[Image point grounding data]
BEGIN

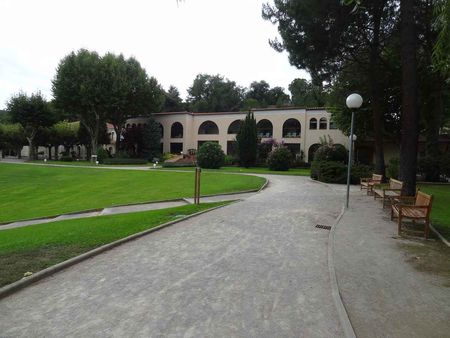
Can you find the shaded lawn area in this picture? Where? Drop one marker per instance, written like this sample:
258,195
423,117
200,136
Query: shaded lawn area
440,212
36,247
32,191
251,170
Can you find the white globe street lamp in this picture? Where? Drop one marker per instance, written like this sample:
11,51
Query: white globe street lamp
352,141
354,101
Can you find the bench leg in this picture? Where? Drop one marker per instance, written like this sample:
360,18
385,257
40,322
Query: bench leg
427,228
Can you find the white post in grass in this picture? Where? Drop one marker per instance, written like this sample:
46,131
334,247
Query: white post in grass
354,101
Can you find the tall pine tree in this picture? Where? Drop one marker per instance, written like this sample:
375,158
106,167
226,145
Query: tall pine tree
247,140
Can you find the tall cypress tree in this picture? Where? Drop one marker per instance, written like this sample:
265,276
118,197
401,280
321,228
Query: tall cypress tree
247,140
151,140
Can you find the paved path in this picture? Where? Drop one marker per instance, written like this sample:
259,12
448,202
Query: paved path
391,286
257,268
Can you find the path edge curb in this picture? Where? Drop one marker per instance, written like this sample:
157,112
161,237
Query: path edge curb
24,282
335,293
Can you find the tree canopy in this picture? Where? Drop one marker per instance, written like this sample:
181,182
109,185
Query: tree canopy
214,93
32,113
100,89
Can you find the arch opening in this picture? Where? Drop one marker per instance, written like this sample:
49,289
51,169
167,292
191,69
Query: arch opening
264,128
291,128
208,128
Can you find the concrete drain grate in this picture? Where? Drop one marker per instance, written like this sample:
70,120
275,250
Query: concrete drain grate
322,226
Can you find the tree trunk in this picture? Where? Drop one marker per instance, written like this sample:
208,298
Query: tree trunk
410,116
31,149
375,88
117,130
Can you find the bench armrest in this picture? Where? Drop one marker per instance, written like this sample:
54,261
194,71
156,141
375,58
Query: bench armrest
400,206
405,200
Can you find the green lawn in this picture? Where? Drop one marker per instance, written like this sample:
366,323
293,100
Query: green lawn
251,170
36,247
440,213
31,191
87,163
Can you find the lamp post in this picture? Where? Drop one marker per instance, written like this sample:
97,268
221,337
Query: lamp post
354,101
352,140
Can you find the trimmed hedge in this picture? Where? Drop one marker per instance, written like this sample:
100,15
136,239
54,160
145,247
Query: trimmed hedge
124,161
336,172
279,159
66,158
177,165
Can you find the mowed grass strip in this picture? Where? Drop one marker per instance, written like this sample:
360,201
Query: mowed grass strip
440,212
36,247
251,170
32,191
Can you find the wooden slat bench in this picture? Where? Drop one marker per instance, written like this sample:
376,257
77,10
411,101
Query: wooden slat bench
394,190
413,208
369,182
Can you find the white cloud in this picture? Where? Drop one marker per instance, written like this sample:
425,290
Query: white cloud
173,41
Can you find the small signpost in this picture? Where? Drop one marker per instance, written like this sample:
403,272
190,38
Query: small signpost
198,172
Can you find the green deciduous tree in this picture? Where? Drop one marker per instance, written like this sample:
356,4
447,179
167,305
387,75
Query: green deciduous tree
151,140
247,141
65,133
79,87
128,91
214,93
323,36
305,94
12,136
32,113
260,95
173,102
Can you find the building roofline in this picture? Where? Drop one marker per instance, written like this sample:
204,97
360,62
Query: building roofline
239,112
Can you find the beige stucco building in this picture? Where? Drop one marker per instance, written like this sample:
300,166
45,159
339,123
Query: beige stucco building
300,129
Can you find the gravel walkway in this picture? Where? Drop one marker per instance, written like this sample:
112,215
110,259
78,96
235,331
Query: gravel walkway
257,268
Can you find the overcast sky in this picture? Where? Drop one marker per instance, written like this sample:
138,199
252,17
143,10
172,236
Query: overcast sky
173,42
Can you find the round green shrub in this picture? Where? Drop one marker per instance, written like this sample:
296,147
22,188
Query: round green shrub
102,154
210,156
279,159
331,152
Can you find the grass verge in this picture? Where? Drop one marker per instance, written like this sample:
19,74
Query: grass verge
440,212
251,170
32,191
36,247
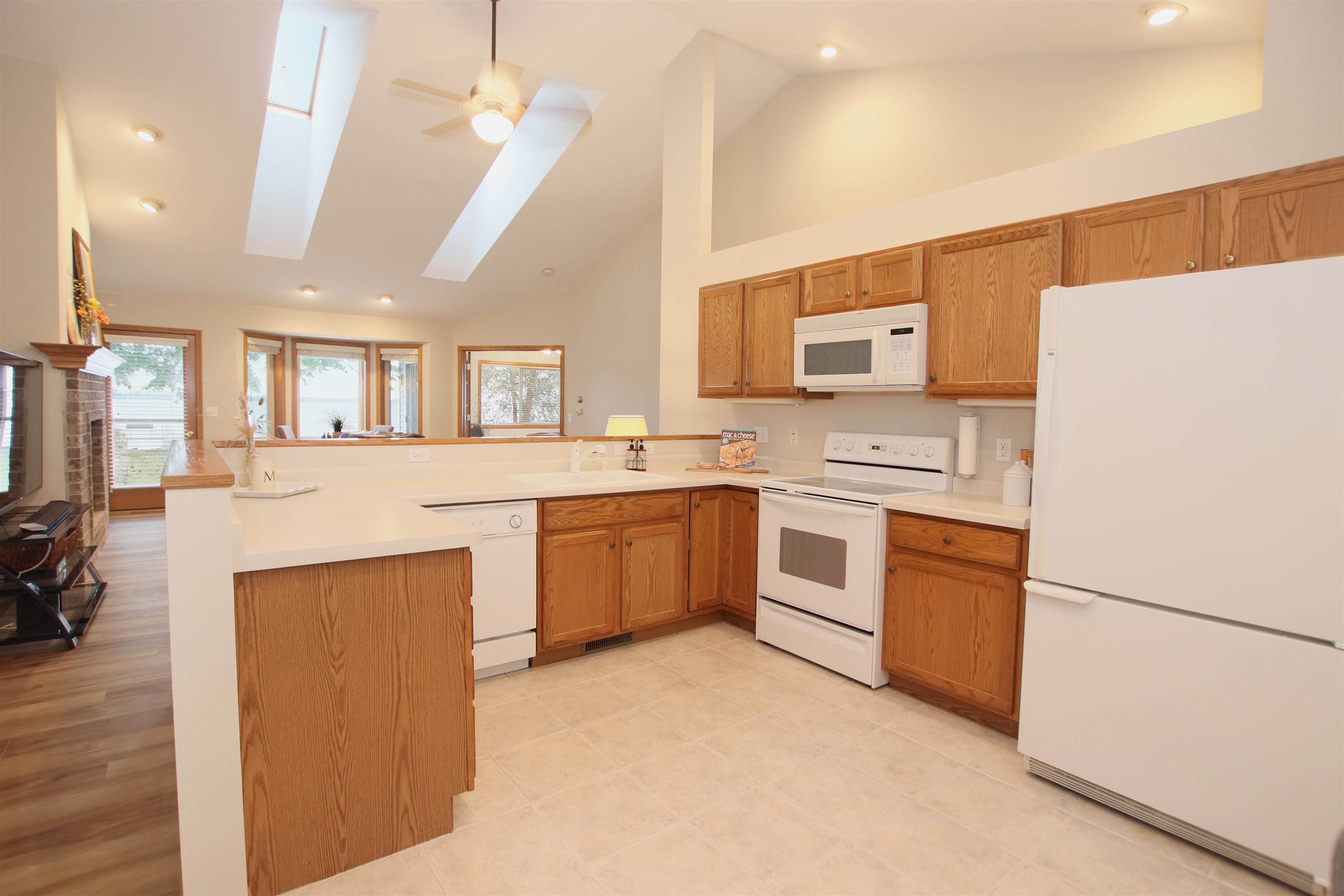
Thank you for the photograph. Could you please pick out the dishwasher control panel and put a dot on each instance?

END

Problem to solve =>
From the first line to the last, copy the records above exactly and leave out the pictures.

Solution to this exercise =>
Can you find the shaded lawn area in this picture? Where? Drop one marker per instance, written like this sample:
258,195
423,117
200,136
Query: shaded lawn area
440,212
36,247
32,191
251,170
Can you find the white globe street lamp in this picture? Where? Drop one marker per instance, written like this sample:
11,51
Query: white globe street lamp
352,141
354,101
Can you find the bench leg in this picture? Where? Drop one marker per instance, written like this sample:
360,18
385,257
40,322
Query: bench leg
427,228
Can you find the white post in grass in this picture? Where? Drop one marker per instance, written like this sample:
46,131
334,247
Query: white post in grass
354,101
Can you find the tall pine tree in this picture? Where? Drop one marker per instance, written like this sample:
375,158
106,167
226,145
Query: tall pine tree
247,140
Can you find the tall cypress tree in this picture? Where? Drop one marker per instance, written like this sample:
265,276
118,197
401,280
321,228
Query: tall cypress tree
247,140
151,140
Can you find the paved path in this picture? Where? Drop one marker per instance, written like this sample:
259,12
448,202
Query: paved path
391,286
257,268
Can you find the path edge curb in this picture? Where? Drop one marker per instance, written like this sample:
157,112
161,237
Query: path edge curb
24,282
335,293
Can you find the tree canopy in this picture? Where? Drop one marker per instance, written like this sample:
181,182
109,185
Query: tree canopy
214,93
32,113
100,89
Can you find the arch opening in this picture? Where? Drop one marker per instance, written like this sample:
49,289
51,169
167,292
191,69
Query: arch opening
264,128
291,128
208,128
Can you find the concrete drain grate in this picture? Where? Drop one marker per instance, written like this sample:
70,120
275,250
Query: concrete drain grate
322,226
Can you find the tree trunk in this picture? Where? Drop one marker per instance, written like this sample:
208,298
Query: tree trunk
410,116
31,149
375,88
117,130
Can you find the bench armrest in this picture? Where? Drop one marker per instance, written like this sample:
54,261
194,71
156,141
375,58
Query: bench armrest
400,206
405,200
Can you find the green lawn in this picture? Where? Drop one marker per instance, written like this sample:
366,323
293,100
Query: green lawn
251,170
36,247
440,213
31,191
87,163
Can you find the lamp post in this picture? Where? Drop one marker per instance, written like this sample:
97,268
221,337
Query: lamp post
354,101
352,140
Can you find the trimmed hedge in this picture? Where? Drop one marker per instance, written like this sample:
100,15
136,239
54,160
145,247
Query: trimmed hedge
124,161
336,172
279,159
66,158
177,165
Can you find the mowed grass strip in this picture? Where? Drop one marker per instance, written like this sample:
360,201
Query: mowed grass strip
440,212
36,247
251,170
32,191
Can you find the wooden slat bench in this picture? Where? Drop one marker per instance, written like this sample:
376,257
77,10
411,101
Query: wooden slat bench
394,190
413,208
369,182
Can you find the white cloud in this picture? Where? Drop one marker per instance, written like this sample:
425,290
Query: white cloud
173,41
Can you find the small signpost in this picture? Where? Drop one marker per instance, written like this sample:
403,272
190,38
Query: small signpost
198,172
Can you find the green deciduous tree in this picture? Where? Drop one marker per instance, written like this sample:
356,4
447,179
167,305
387,75
Query: green deciduous tree
151,140
247,141
65,133
79,87
128,91
214,93
323,36
305,94
12,136
32,113
260,95
173,102
Can you find the building roofline in this picture? Where? Drop one marker per instance, written like this sample:
204,97
360,62
Query: building roofline
239,112
Can you find the beige stucco building in this picture? Where? Drop one marker per instance, written like this sample:
300,166
45,159
339,123
Query: beige stucco building
300,129
Can you find the gravel walkway in this picture? Where? Drop one marker per instance, written like this sample:
112,215
110,259
78,96
235,331
Query: gravel walkway
257,268
Can you find the overcast sky in this picture? Where? Drop one marker per instance, written like this sample:
138,199
252,17
143,10
172,236
Query: overcast sky
173,42
Can you find the round green shrub in this picture? Where? Drop one marker per instance, written like this sample:
296,147
22,188
Query: round green shrub
102,154
210,156
279,159
331,152
Can you find the grass verge in this picture? Where? Drop one marker per instance, written like this sample:
19,74
Query: grass verge
440,212
251,170
32,191
36,247
Thank you for the photograph. Could you please pick out the dishwasher control panel and put a dot on each instance?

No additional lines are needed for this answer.